Set task -
State how many lines in the items below contain the word "yellow". Give only the number.

Input rows -
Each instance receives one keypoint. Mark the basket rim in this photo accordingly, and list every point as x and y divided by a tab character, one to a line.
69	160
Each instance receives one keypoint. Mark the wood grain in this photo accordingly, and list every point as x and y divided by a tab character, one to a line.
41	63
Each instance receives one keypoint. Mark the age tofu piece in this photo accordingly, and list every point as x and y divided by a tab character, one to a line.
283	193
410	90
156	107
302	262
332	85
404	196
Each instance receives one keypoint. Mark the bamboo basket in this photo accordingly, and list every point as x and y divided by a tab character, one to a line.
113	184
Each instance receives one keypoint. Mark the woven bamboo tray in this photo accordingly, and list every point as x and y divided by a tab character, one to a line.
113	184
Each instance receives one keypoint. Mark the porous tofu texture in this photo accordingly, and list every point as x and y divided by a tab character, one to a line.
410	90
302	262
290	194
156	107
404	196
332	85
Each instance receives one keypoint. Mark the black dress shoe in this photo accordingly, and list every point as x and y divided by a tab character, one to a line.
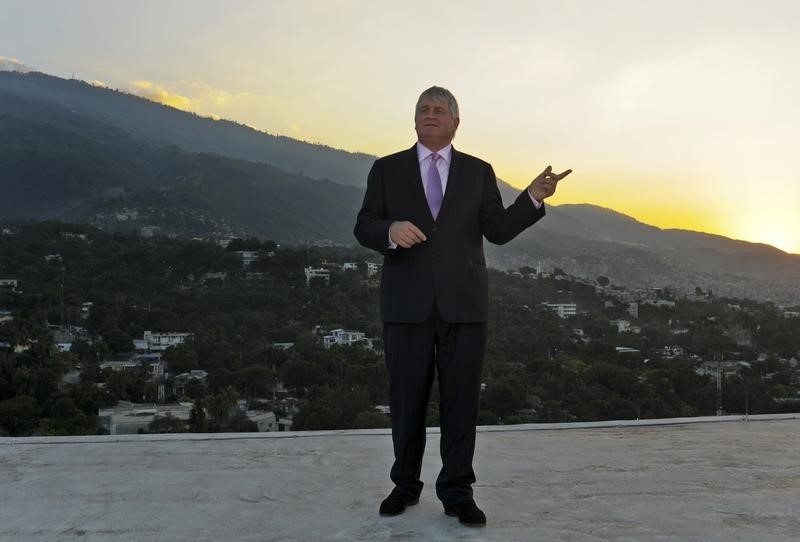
467	512
395	504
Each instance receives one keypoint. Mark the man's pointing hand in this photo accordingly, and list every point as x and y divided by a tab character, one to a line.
405	234
544	185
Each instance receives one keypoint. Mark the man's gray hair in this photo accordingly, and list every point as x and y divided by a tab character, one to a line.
439	94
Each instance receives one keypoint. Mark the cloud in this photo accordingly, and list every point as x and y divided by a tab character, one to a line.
9	64
156	93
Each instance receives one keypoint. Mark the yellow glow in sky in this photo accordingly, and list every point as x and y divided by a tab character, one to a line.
678	113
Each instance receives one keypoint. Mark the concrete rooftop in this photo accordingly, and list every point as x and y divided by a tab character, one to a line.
705	479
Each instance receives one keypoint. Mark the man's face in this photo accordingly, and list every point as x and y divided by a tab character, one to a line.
434	124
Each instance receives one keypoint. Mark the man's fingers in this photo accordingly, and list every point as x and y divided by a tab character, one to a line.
559	176
417	232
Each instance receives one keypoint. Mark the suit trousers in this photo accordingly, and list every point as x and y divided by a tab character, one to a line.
456	352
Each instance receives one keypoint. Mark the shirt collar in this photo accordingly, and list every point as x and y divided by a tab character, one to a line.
424	152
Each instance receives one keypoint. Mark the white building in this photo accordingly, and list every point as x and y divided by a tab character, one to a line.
563	310
266	421
9	282
342	337
128	418
623	326
247	256
183	379
312	272
160	341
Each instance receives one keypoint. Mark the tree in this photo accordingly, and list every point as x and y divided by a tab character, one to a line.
19	416
197	418
371	420
167	424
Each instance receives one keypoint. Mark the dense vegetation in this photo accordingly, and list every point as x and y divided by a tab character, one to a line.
538	367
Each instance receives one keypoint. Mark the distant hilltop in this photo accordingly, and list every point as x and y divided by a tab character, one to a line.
74	151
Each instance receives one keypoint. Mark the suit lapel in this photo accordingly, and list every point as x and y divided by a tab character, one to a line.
415	178
452	180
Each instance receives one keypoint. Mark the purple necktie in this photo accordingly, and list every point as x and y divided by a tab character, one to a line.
433	187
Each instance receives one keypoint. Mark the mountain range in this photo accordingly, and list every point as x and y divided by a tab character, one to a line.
73	151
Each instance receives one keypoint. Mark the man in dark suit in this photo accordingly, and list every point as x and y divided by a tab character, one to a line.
427	210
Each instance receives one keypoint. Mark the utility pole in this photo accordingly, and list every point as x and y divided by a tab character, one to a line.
719	383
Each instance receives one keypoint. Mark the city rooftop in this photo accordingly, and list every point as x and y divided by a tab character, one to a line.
712	479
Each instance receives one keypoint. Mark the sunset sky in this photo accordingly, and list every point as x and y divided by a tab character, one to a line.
679	113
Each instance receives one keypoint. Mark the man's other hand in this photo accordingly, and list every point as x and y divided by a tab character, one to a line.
544	185
405	234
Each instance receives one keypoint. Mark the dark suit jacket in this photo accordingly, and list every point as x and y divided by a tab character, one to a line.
449	267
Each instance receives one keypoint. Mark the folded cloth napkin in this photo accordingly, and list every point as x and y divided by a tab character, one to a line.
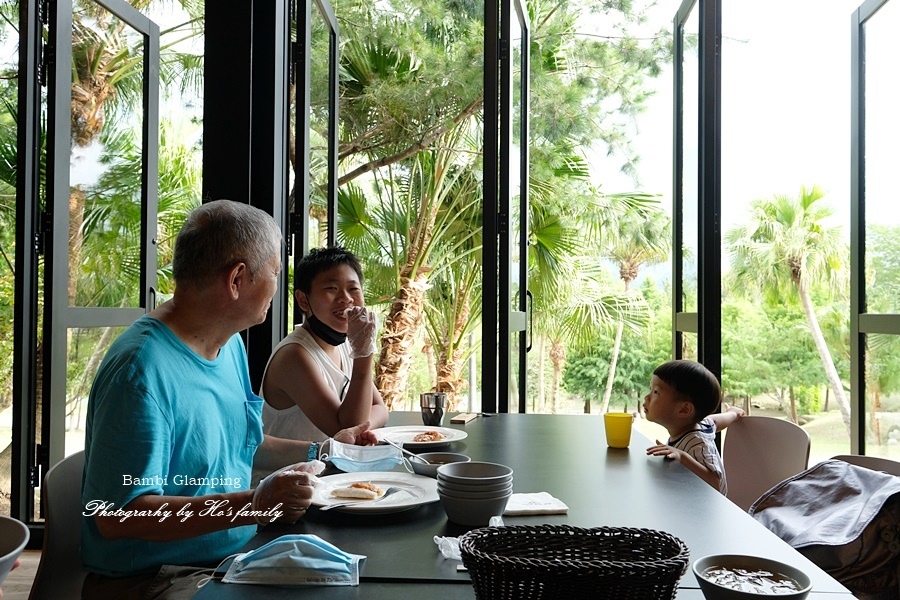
539	503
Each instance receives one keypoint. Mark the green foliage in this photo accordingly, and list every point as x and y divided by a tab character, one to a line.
640	353
809	399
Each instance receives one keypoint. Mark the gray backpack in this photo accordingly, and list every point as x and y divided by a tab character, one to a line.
845	519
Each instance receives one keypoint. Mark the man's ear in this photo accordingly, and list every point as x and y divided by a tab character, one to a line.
238	277
302	300
686	409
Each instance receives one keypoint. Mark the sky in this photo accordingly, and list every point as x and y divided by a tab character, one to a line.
785	107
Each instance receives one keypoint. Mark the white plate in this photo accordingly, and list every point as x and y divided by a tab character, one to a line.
418	490
404	435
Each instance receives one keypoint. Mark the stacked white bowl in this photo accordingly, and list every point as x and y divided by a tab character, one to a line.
473	492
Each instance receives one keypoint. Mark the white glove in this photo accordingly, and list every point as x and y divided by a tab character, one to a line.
362	331
289	489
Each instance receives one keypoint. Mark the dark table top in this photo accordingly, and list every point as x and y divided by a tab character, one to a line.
567	456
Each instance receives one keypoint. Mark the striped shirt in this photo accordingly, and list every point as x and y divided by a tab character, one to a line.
701	444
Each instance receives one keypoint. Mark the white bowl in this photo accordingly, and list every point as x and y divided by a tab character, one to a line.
13	536
475	495
780	571
435	460
474	473
473	513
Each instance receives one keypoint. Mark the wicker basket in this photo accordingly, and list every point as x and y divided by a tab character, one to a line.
560	561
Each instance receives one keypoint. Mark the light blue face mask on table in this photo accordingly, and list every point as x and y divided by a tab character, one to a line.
350	458
295	559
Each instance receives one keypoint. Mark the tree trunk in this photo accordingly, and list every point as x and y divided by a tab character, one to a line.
428	351
793	412
450	364
398	338
604	404
876	422
558	357
830	371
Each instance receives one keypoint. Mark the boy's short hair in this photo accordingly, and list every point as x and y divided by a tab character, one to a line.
322	259
694	382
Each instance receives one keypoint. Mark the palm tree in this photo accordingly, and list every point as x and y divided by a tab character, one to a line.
574	302
413	235
787	248
640	240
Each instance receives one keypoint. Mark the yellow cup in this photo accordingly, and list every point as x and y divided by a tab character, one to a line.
618	429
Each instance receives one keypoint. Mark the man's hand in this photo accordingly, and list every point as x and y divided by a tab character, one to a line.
735	409
292	490
361	332
358	435
665	450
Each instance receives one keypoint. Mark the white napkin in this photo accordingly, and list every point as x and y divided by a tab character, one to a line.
539	503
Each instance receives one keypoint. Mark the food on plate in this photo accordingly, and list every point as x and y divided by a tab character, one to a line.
429	436
364	490
753	581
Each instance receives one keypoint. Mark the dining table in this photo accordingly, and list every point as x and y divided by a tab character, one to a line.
564	455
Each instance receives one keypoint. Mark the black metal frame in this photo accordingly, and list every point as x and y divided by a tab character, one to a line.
707	321
524	196
245	146
300	218
491	367
62	317
861	322
47	233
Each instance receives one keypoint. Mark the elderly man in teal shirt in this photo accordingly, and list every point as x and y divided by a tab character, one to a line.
174	428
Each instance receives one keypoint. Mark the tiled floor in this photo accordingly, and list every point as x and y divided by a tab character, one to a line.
18	583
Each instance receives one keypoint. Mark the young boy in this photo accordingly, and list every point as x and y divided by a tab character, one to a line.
320	376
683	395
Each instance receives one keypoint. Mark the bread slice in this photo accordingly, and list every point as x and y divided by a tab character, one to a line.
362	490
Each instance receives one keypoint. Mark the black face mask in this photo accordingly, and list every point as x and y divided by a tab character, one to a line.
331	336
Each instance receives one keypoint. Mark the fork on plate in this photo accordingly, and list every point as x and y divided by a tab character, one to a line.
388	492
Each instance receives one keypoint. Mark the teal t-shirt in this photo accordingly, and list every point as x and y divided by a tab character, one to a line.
163	420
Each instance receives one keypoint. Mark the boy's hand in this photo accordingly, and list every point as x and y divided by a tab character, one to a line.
358	435
665	450
361	331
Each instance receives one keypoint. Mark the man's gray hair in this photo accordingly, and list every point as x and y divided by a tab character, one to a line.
218	235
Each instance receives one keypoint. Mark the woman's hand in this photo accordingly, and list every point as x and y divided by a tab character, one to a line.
665	450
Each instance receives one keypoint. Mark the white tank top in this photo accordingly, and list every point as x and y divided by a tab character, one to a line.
292	423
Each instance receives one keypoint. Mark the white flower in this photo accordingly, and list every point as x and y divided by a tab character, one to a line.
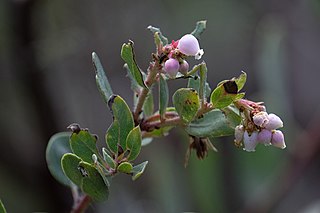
189	45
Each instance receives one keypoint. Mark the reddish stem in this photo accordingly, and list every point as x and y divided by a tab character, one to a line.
81	204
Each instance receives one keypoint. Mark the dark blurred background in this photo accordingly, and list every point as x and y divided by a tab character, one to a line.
47	82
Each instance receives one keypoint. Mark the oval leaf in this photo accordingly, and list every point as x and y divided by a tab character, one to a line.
214	124
101	78
58	145
148	106
123	115
83	144
93	184
186	102
128	56
138	170
70	166
108	158
134	143
125	167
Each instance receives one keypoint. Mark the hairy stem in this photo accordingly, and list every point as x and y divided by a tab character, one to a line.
81	204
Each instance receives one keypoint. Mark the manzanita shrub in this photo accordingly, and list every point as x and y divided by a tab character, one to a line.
203	113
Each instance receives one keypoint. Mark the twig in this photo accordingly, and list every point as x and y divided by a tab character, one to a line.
307	147
81	204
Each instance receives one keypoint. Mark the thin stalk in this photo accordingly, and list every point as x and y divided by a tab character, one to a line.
81	204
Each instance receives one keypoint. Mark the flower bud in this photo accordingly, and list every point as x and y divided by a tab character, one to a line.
184	67
238	133
250	141
264	137
171	67
260	119
274	122
278	139
189	46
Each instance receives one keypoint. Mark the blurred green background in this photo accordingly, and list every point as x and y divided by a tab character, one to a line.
47	82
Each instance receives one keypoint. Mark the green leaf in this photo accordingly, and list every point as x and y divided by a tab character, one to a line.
134	143
123	115
214	124
70	166
2	209
83	144
186	102
101	78
163	131
113	136
241	80
138	170
125	167
92	183
148	106
108	158
146	141
163	39
200	27
225	93
58	145
128	56
163	96
134	85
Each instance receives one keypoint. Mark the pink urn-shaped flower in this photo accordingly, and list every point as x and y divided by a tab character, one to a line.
171	67
189	46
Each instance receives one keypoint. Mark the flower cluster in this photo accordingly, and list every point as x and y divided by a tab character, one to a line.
176	52
258	127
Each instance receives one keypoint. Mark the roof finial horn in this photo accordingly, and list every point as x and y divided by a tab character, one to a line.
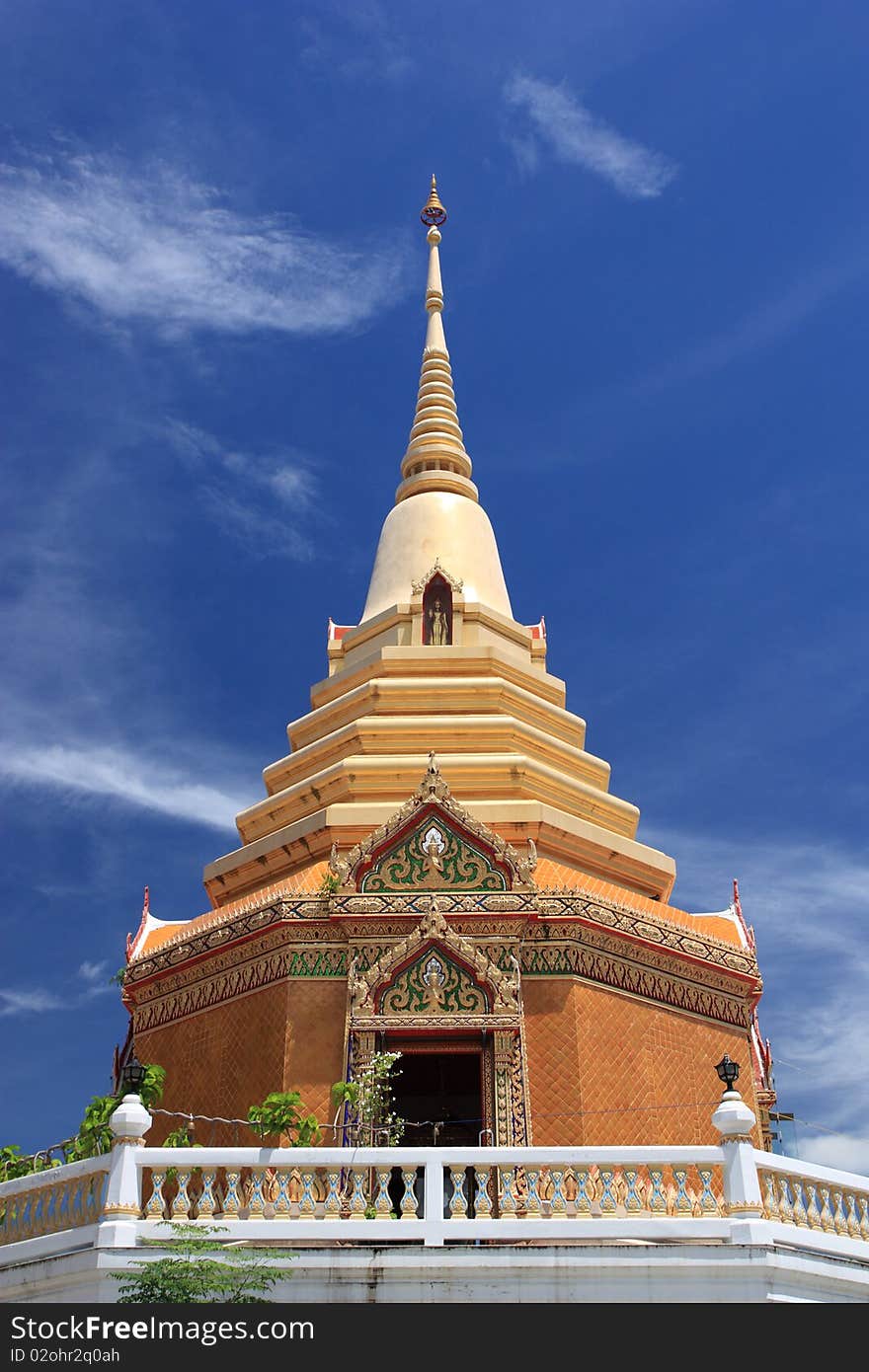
433	211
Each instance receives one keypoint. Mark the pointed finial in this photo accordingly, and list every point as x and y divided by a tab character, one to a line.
433	211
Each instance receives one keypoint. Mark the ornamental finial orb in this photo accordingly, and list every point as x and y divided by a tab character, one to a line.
433	210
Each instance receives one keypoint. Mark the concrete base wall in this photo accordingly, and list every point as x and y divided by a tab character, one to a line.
496	1273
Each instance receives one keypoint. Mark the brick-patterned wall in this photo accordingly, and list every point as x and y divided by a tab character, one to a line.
607	1069
316	1044
284	1037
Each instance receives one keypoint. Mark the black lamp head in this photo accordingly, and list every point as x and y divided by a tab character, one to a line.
132	1076
728	1072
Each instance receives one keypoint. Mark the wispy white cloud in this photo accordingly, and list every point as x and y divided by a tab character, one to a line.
263	499
576	134
29	1002
157	246
92	971
841	1151
119	776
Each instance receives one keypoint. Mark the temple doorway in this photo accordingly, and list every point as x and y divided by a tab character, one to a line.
440	1098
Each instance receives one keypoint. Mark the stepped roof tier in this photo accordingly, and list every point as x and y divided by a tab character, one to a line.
439	866
439	663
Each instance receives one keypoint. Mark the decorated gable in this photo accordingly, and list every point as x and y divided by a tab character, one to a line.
433	844
433	984
434	855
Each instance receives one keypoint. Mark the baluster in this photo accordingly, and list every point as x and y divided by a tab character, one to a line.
839	1216
799	1203
408	1199
482	1200
507	1199
383	1206
231	1199
457	1205
281	1200
658	1200
38	1221
533	1206
358	1202
331	1206
256	1200
853	1216
709	1205
180	1206
770	1199
785	1209
608	1199
157	1202
813	1214
63	1206
827	1214
558	1205
633	1200
306	1200
206	1205
51	1210
583	1200
682	1202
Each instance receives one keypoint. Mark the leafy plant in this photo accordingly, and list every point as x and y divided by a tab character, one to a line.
190	1276
368	1098
278	1114
94	1133
14	1164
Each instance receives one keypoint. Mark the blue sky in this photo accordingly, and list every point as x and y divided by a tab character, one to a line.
211	269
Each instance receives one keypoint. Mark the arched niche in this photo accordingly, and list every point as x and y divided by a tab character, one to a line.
438	612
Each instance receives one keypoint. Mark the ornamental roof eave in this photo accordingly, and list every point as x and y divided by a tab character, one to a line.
537	911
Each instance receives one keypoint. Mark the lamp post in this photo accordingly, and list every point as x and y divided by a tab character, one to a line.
129	1124
735	1119
132	1077
728	1072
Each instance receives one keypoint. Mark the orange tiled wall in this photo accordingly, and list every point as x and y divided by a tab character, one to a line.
284	1037
605	1069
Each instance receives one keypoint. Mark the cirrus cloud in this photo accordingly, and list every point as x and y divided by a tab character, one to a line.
578	136
161	247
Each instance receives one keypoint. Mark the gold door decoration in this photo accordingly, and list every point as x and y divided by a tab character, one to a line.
435	981
433	857
434	984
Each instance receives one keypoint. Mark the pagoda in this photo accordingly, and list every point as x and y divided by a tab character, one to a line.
438	869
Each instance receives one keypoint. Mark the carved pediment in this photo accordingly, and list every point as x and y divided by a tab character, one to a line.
418	587
433	844
433	971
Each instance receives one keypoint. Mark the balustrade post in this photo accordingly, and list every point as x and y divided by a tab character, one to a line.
742	1185
433	1216
122	1206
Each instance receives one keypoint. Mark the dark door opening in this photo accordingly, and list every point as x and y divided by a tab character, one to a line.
440	1098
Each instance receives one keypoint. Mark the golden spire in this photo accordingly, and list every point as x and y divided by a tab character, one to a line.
433	210
435	458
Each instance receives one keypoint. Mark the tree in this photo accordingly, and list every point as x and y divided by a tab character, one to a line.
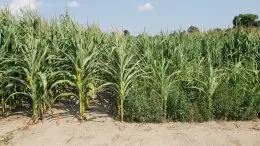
193	29
246	20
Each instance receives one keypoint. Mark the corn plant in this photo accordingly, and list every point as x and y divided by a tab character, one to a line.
122	69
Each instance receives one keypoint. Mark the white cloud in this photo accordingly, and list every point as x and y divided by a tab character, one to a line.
147	7
73	4
16	5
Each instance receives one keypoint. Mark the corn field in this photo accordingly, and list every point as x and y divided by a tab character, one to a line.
178	77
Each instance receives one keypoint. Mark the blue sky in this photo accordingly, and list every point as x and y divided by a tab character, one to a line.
137	15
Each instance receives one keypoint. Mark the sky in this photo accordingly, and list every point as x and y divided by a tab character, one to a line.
137	16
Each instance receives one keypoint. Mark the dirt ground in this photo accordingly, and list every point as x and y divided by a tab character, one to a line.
100	129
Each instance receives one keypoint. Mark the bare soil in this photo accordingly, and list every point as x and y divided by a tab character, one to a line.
100	129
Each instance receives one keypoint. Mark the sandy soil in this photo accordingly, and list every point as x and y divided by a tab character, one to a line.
101	130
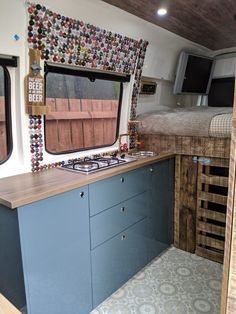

Result below -
2